---------- EXTRAIT À LIRE ----------

Le drame qui a touché la communauté musulmane comme celle des juifs ne perd rien de son insupportable violence, de son insupportable inhumanité, de son insupportable injustice, il ne perd rien de ce qui en fait un crime impardonnable, mais aussi désormais un crime impossible à juger dès lors que les balles des forces de l'ordre ont éteint l'action des juges.
Mais il est profondément regrettable que le fait religieux vienne ici s'immiscer dans le paysage politique pour en troubler le débat démocratique.
La France est une république laïque ; mais depuis quelques temps la laïcité se dessine à géométrie variable, malmenée par ses marges religieuses.
La croyance a-t-elle à faire dans le progrès de l'humanité ? Je n'en suis pas certain, et je professerai même volontiers le contraire.

---------- DONNÉES À EXAMINER ----------

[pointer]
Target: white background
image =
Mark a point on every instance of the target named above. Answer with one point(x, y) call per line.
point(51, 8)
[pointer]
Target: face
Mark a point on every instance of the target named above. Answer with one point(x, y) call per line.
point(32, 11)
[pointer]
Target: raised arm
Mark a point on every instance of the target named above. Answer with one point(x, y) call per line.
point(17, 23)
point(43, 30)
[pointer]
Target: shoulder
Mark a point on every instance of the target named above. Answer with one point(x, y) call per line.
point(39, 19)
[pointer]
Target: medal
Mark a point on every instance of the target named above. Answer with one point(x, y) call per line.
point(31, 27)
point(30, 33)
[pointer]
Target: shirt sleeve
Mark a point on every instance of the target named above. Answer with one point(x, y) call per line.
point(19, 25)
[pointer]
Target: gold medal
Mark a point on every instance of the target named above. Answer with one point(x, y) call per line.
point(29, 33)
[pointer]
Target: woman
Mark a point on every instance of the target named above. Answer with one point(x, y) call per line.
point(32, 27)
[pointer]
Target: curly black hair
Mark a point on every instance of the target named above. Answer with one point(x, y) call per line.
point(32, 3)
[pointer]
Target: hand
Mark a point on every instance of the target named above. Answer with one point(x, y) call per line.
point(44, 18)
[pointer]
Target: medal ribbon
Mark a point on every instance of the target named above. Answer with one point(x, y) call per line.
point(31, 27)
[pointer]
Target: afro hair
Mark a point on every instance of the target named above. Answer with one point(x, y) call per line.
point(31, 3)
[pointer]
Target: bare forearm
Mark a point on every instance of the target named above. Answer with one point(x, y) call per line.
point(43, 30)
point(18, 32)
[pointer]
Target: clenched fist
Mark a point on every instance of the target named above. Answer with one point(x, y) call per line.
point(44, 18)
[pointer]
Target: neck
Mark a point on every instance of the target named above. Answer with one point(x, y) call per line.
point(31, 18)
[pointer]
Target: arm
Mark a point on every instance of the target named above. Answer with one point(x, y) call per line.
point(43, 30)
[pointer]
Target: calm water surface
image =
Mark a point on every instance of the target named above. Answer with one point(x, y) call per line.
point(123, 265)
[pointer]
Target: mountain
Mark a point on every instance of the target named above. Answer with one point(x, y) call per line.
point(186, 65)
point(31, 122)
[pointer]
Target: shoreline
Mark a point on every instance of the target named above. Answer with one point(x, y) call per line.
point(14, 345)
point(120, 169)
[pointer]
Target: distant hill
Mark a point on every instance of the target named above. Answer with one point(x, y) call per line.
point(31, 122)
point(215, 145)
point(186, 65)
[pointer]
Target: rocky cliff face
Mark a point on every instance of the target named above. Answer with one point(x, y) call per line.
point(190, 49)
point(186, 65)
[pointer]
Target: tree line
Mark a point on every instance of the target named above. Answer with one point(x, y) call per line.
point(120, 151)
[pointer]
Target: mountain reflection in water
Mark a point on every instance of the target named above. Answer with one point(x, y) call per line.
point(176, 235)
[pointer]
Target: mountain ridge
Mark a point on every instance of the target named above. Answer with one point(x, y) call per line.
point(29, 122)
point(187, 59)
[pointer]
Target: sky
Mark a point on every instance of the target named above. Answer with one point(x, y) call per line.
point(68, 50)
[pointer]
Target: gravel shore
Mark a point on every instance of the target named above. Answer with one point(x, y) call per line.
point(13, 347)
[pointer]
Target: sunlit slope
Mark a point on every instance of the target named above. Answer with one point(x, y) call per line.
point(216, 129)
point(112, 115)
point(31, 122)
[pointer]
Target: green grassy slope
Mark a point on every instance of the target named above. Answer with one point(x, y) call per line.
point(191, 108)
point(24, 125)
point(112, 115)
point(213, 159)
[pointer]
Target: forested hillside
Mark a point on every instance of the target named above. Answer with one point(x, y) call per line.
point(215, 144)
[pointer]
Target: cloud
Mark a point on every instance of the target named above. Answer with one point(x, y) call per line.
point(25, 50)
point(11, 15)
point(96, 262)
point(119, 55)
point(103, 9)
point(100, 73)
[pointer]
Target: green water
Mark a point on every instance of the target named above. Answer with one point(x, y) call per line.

----------

## CONSIGNE A
Reformulez plus brièvement le paragraphe de l'extrait qui commence par « Le drame qui a touché » en conservant ses faits essentiels.
## CONSIGNE B
Transcrivez fidèlement le passage de l'extrait situé entre « Le drame qui » et « volontiers le contraire. », ces mots inclus.
## CONSIGNE C
Répondez aux questions suivantes d'après l'extrait :
(i) Qu'est-ce qui a éteint l'action des juges ?
(ii) Quel type de république la France est-elle ?
(iii) Par quoi la laïcité est-elle malmenée ?
Le matériel n'a aucun rapport avec l'extrait.

## RÉSULTAT ATTENDU A
Le drame qui a frappé les communautés musulmane et juive garde une violence, une inhumanité et une injustice insupportables. C'est un crime impardonnable, mais il ne peut plus être jugé, car les balles des forces de l'ordre ont mis fin à l'action des juges.

## RÉSULTAT ATTENDU B
Le drame qui a touché la communauté musulmane comme celle des juifs ne perd rien de son insupportable violence, de son insupportable inhumanité, de son insupportable injustice, il ne perd rien de ce qui en fait un crime impardonnable, mais aussi désormais un crime impossible à juger dès lors que les balles des forces de l'ordre ont éteint l'action des juges.
Mais il est profondément regrettable que le fait religieux vienne ici s'immiscer dans le paysage politique pour en troubler le débat démocratique.
La France est une république laïque ; mais depuis quelques temps la laïcité se dessine à géométrie variable, malmenée par ses marges religieuses.
La croyance a-t-elle à faire dans le progrès de l'humanité ? Je n'en suis pas certain, et je professerai même volontiers le contraire.

## RÉSULTAT ATTENDU C
(i) Les balles des forces de l'ordre.
(ii) Une république laïque.
(iii) Par ses marges religieuses.